WORK INSTRUCTIONS → Copy every one of the entries below word for word, changing nothing.

── DATA SECTION

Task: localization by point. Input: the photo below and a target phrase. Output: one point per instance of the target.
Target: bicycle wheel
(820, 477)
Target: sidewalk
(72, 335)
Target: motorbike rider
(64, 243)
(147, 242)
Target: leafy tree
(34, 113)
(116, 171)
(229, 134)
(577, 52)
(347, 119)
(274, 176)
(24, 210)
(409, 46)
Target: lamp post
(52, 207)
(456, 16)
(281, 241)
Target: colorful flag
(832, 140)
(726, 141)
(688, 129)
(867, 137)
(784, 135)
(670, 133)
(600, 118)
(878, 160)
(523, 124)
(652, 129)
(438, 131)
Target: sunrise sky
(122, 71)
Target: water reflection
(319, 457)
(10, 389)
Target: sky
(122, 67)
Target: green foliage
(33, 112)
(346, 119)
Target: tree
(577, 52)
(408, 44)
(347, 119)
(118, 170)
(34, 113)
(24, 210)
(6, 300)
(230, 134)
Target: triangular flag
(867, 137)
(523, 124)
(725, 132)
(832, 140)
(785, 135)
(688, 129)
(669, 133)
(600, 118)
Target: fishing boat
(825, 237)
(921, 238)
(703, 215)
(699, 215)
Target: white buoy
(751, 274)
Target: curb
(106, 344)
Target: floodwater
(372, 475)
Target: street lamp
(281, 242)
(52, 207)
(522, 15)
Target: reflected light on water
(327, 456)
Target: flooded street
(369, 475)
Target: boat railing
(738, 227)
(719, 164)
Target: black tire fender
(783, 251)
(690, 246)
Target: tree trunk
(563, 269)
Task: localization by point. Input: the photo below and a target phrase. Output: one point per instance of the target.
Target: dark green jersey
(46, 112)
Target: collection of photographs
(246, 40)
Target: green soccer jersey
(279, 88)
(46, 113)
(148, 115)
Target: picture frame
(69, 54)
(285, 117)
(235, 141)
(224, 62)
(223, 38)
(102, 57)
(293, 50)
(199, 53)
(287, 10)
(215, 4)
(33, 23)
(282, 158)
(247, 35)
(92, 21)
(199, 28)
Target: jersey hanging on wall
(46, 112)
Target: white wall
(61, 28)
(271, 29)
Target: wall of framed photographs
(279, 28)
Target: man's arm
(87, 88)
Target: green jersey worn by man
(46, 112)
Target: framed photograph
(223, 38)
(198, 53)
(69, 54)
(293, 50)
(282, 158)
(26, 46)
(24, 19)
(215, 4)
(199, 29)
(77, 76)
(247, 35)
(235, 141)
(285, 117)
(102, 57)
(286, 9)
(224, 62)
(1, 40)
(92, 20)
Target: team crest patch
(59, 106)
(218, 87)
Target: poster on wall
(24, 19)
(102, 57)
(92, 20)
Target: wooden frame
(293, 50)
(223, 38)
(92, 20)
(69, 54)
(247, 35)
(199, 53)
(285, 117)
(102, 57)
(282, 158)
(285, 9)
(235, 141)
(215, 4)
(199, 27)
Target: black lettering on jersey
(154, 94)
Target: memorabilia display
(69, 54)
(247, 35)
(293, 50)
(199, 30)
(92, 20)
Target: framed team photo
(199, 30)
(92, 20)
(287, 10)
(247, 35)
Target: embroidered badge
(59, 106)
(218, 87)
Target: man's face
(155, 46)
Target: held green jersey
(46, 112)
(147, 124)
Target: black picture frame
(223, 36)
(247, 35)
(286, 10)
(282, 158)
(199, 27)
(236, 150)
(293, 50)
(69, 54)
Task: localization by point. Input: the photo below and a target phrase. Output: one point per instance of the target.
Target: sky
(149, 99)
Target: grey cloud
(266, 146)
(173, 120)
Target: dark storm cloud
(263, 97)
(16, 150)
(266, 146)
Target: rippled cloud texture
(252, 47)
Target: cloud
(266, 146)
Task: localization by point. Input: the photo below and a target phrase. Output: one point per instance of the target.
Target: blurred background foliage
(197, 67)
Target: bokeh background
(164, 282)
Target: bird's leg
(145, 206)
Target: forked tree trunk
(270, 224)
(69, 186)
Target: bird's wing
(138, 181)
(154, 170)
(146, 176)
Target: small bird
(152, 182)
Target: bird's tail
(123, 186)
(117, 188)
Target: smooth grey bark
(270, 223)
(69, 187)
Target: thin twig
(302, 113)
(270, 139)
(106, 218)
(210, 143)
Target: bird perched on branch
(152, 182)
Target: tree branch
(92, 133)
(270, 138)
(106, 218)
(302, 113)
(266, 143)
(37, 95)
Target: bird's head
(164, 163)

────

EXERCISE SOLUTION →
Task: localization by point. Input: the photo below and a target phrase. Output: one point per instance of the target.
Target: bicycle wheel
(820, 477)
Target: sidewalk
(72, 335)
Target: motorbike rider
(64, 243)
(147, 242)
Target: leafy tree
(34, 113)
(116, 171)
(229, 134)
(577, 52)
(347, 119)
(274, 176)
(24, 210)
(409, 46)
Target: lamp post
(52, 207)
(456, 16)
(281, 241)
Target: colorful flag
(832, 140)
(726, 141)
(688, 129)
(867, 137)
(784, 135)
(670, 133)
(600, 118)
(878, 160)
(523, 124)
(652, 129)
(438, 131)
Target: sunrise sky
(122, 71)
Target: water reflection
(319, 457)
(10, 389)
Target: sky
(122, 67)
Target: green foliage
(33, 112)
(346, 119)
Target: tree
(577, 52)
(408, 44)
(347, 119)
(118, 170)
(34, 113)
(24, 210)
(6, 300)
(230, 134)
Target: triangular flag
(867, 137)
(523, 124)
(725, 132)
(832, 140)
(785, 135)
(688, 129)
(669, 133)
(600, 118)
Target: fishing boat
(825, 237)
(921, 238)
(703, 215)
(699, 215)
Target: white buoy
(751, 274)
Target: curb
(106, 344)
Target: floodwater
(372, 475)
Target: street lamp
(281, 242)
(52, 207)
(522, 15)
Target: reflected light on water
(327, 456)
Target: flooded street
(369, 475)
Target: boat railing
(738, 227)
(719, 164)
Target: black tire fender
(783, 251)
(690, 246)
Target: tree trunk
(563, 269)
Task: localization by point. Input: the photo below and a target phrase. Output: one point per instance of the target.
Target: dark green jersey
(46, 112)
Target: collection of photographs
(246, 40)
Target: green soccer jersey
(279, 88)
(46, 113)
(148, 115)
Target: picture frame
(69, 54)
(285, 117)
(235, 141)
(224, 62)
(223, 38)
(102, 57)
(293, 50)
(199, 53)
(287, 10)
(215, 4)
(33, 23)
(282, 158)
(247, 35)
(92, 21)
(199, 28)
Target: jersey hanging on wall
(46, 112)
Target: white wall
(61, 28)
(271, 29)
Target: wall of framed photographs
(279, 28)
Target: man's arm
(87, 88)
Target: green jersey worn by man
(46, 112)
Target: framed photograph
(223, 38)
(198, 53)
(69, 54)
(293, 50)
(282, 158)
(26, 46)
(24, 19)
(215, 4)
(199, 29)
(77, 76)
(247, 35)
(235, 141)
(285, 117)
(102, 57)
(286, 9)
(224, 62)
(1, 40)
(92, 20)
Target: team crest patch
(59, 106)
(218, 87)
Target: poster on wall
(24, 19)
(102, 57)
(92, 20)
Target: wooden frame
(293, 50)
(223, 38)
(92, 20)
(69, 54)
(247, 35)
(199, 53)
(285, 117)
(102, 57)
(282, 158)
(285, 9)
(235, 141)
(215, 4)
(199, 27)
Target: black lettering on jersey
(154, 94)
Target: memorabilia display
(69, 54)
(247, 35)
(293, 50)
(199, 30)
(92, 20)
Target: framed team photo
(199, 30)
(92, 20)
(287, 10)
(247, 35)
Target: embroidered badge
(59, 106)
(218, 87)
Target: man's face
(155, 46)
Target: held green jersey
(46, 112)
(147, 124)
Target: black picture frame
(223, 36)
(247, 35)
(286, 10)
(282, 158)
(199, 27)
(236, 150)
(293, 50)
(69, 54)
Task: localization by point. Input: the photo below and a target phrase. Output: one point per instance of the target.
Target: sky
(149, 99)
Target: grey cloud
(266, 146)
(173, 120)
Target: dark storm cloud
(263, 97)
(16, 150)
(266, 146)
Target: rippled cloud texture
(252, 47)
Target: cloud
(266, 146)
Task: localization by point. Input: the photo below and a target phrase. Output: one point per instance of the target.
Target: blurred background foliage
(197, 67)
Target: bokeh background
(164, 282)
Target: bird's leg
(145, 206)
Target: forked tree trunk
(270, 224)
(69, 186)
Target: bird's wing
(138, 181)
(154, 170)
(146, 176)
Target: small bird
(152, 182)
Target: bird's tail
(123, 186)
(117, 188)
Target: smooth grey bark
(270, 223)
(69, 187)
Target: thin twig
(302, 113)
(270, 139)
(106, 218)
(210, 143)
Target: bird perched on branch
(152, 182)
Target: tree branch
(92, 133)
(270, 138)
(106, 218)
(302, 113)
(266, 143)
(37, 95)
Target: bird's head
(164, 163)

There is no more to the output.